Reiner e i suoi hanno usato anche questo episodio per la loro guerra
psichica ad ampio raggio. Oltre a dépliant nelle buche della posta,
tempestano i cittadini austriaci con inchieste di mercato telefoniche, grazie
alla collaborazione di un'amica con voce suadente, che presenta le maschere
anti-gas come "un prodotto utile per tutta la famiglia", e chiede
qual è il loro atteggiamento mentale verso questo accessorio. Sembra
che il responso generale sia abbastanza positivo, nel senso che le persone
intervistate tendono a perdere la pazienza o ad impaurirsi o a buttare giù
il telefono, reagendo al tono di assoluta tranquillità con cui la ragazza
introduce l'argomento. È chiaro che una simile strategia di guerra psichica
produce effetti soprattutto sub limine. Non è possibile rilevarne
l'efficacia né a breve né a lungo termine. È una scommessa
che vale comunque la pena di fare. Agendo su larga scala, Luther Blissett
diverrà profeta dell'Apocalisse del Secondo Millennio. Finalmente, queste
pietrificate condizioni sociali danzeranno...
Luther Blissett gira per queste metropoli di plastica a cavallo di un
lama che sputa negli occhi di tutti i trafficanti di anime. Ogni giorno
io, Luther, imparo qualcosa di nuovo su Luther. Ogni giorno mi giungono
idee e proclami su cosa Luther è, ma soprattutto su cosa non è.
Quindi Luther non ha una teoria, ma moltissime. Ogni volta che qualcuno
con sguardo furbo gli chiederà cosa pensa di questo e di quello, Luther
potrà rispondere una cosa e poi proseguire contraddicendosi PERFETTAMENTE,
oppure prendere una mano al suo interlocutore, appoggiargli l'altra dietro
la schiena e iniziare a ballare uno spericolato tango. Questo corrisponde
ai dettami di un corretto scambio di opinioni, secondo quanto esponenti
della Neoist Alliance hanno più volte fatto notare.
Nel devastare i merdosi compromessi del politically correct e nel perforare
i capaci serbatoi del Buon Senso Comune, Luther Blissett impara a basarsi
sul dato di fatto della propria invincibile potenza. Luther Blissett irrompe
nell'autosufficienza dei dibattiti da gruppetti antagonisti, da bar, da
cyber-bar o da anti-stadio, con la potenza di un'asserzione categorica,
che gli deriva dal suo proprio modo di non essere, per imparare il quale
ha seguito numerosi corsi di addestramento presso altri se stesso. Se la
realtà, nel senso più ampio, è ridotta a un cumulo di data che
risiedono in molti computer biologici, Luther Blissett è il Virus
che arriva a sconvolgere la loro organizzazione.

########################################

§ **ESERCIZI DA SVOLGERE**
• a. Nel brano su Luther Blissett, perché il responso alle inchieste telefoniche viene giudicato abbastanza positivo? Rispondi in una, due o tre frasi.
• b. Secondo il brano su Luther Blissett, su quale animale Luther gira per le metropoli di plastica?
• c. Prosegui il brano su Luther Blissett da dove si ferma.
Le righe sono materiale a parte, separato dal brano.

########################################

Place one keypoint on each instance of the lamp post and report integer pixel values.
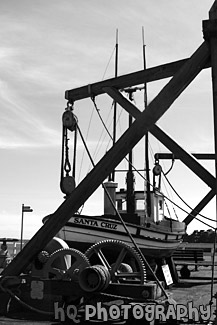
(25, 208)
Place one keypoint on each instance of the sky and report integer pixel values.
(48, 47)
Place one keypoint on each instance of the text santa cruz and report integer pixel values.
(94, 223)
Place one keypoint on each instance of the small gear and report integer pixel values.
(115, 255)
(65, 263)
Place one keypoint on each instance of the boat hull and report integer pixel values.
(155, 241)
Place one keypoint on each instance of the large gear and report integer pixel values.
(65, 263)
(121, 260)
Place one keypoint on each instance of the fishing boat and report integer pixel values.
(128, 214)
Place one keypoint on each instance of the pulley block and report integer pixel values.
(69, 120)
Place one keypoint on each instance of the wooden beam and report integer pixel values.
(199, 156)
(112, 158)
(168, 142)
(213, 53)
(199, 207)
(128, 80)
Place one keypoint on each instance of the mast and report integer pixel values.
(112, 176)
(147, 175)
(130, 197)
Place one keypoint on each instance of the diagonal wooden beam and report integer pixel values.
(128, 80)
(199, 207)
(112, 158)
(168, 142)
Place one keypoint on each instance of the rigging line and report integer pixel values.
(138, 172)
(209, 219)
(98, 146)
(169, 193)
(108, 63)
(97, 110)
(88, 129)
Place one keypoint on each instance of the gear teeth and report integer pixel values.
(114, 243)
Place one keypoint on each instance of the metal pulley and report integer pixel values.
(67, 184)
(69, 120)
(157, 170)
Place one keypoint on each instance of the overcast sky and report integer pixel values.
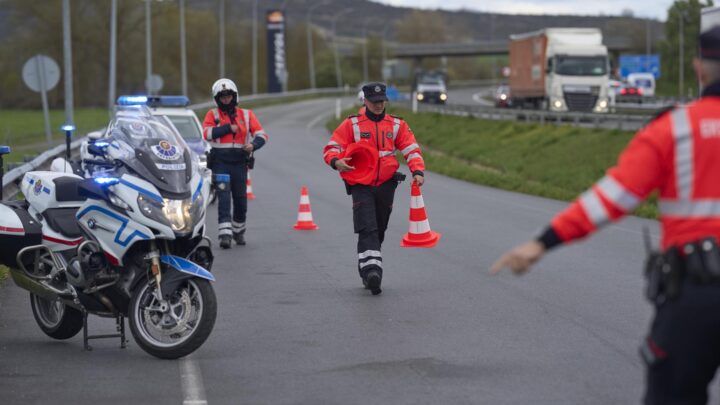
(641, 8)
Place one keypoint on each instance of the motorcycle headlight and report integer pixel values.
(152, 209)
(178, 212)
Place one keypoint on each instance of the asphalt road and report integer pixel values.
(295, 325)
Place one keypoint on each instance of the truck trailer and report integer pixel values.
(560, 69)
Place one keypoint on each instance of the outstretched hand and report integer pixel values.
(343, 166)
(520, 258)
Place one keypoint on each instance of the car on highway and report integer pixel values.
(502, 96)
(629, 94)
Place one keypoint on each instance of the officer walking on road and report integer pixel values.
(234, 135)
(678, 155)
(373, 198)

########################################

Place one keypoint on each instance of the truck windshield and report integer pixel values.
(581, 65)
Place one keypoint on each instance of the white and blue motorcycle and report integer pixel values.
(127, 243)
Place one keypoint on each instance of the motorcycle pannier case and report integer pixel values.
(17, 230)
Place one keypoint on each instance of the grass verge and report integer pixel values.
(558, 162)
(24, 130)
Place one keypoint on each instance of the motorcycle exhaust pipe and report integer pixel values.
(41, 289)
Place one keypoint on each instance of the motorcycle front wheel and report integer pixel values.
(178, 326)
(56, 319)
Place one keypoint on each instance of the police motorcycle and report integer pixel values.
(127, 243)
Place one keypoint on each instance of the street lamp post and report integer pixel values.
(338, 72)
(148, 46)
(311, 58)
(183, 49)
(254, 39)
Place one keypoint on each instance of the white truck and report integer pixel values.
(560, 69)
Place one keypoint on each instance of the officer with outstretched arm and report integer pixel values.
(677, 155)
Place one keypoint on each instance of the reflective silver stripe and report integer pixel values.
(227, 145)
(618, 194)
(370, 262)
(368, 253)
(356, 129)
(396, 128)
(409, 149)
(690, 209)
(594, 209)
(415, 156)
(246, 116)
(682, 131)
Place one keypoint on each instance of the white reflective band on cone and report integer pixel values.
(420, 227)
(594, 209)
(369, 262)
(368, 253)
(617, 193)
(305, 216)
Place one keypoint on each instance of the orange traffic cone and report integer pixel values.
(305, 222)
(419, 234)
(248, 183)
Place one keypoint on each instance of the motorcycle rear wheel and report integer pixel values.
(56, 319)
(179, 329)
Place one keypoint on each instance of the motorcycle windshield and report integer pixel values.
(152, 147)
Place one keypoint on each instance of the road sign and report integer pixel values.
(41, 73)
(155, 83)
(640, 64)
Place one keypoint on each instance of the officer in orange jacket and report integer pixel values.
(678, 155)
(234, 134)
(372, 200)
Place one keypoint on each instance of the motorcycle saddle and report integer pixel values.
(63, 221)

########################################

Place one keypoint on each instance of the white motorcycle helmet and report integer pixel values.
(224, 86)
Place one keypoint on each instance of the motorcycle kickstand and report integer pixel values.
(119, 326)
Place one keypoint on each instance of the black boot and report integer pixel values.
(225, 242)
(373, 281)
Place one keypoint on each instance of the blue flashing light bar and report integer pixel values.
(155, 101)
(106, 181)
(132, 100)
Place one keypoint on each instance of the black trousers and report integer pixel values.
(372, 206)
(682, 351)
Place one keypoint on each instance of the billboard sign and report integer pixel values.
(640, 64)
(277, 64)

########################################

§ **RISPOSTE NUMERATE**
• a. Viene giudicato abbastanza positivo perché le persone intervistate tendono a perdere la pazienza, a impaurirsi o a buttare giù il telefono. Reagiscono così al tono di assoluta tranquillità con cui la ragazza introduce l'argomento.

• b. Su un lama.

• c.
Luther Blissett conosce la potenza che deriva ai virus dal fatto di mutare
il proprio patrimonio genetico. Tralasciamo per un attimo il punto di vista
del parassita Uomo; i virus ricercano la propria sopravvivenza. Essi costringono
la scienza a studiarli di nuovo e ancora di nuovo, e si trasformano di continuo
in qualcosa che è altro da loro. Lasciano una carcassa inutile nella
provetta che aveva fatto urlare di gioia (per i soldi) uno studioso appartenente
alla arretrata razza umana. Questo perché la loro esistenza viaggia
libera e non si lascia certo imprigionare in una provetta. Tantomeno la
vita può essere costretta in un nome proprio o in una fulgida opinione
di sé.
Per quanto detto finora, quando Luther Blissett - uno spostato - cammina
in una sera umida per le stradacce del paese da cui proviene, sa di essere
solo, ma al tempo stesso di far parte della Performance Globale Neoista
dell'Universo.
Luther Blissett rivendica l'ossessiva apparizione del suo nome sui tavoli
delle osterie, sui muri di periferia, nei cessi delle scuole, sulle pareti
delle dighe, sull'asta della bandiera americana sul suolo lunare, in queste
pagine, sul Muro del Pianto e via dicendo. Probabilmente qualcuno si innervosirà.
Non preoccupatevi, è un ottimo segno...
NOTE
1. The Art Strike Papers/Neoist Manifestos, op. cit.
2. "[Il nome collettivo, come] il Teatro Situazionautico, realizza una de-propriazione. Quest'ultimo è un concetto antitetico a quello di ri-appropriazione (trasferire qualcosa da una proprietà a un'altra) e più ampio di quello di es-propriazione (sottrarre qualcosa ad una proprietà): si tratta di abolire il principio stesso di propriazione; nulla è proprio a nulla."("Mr. Pacco's, I suppose"- Luther Blissett #1/2, Grafton 9, Bologna giugno-settembre 1995).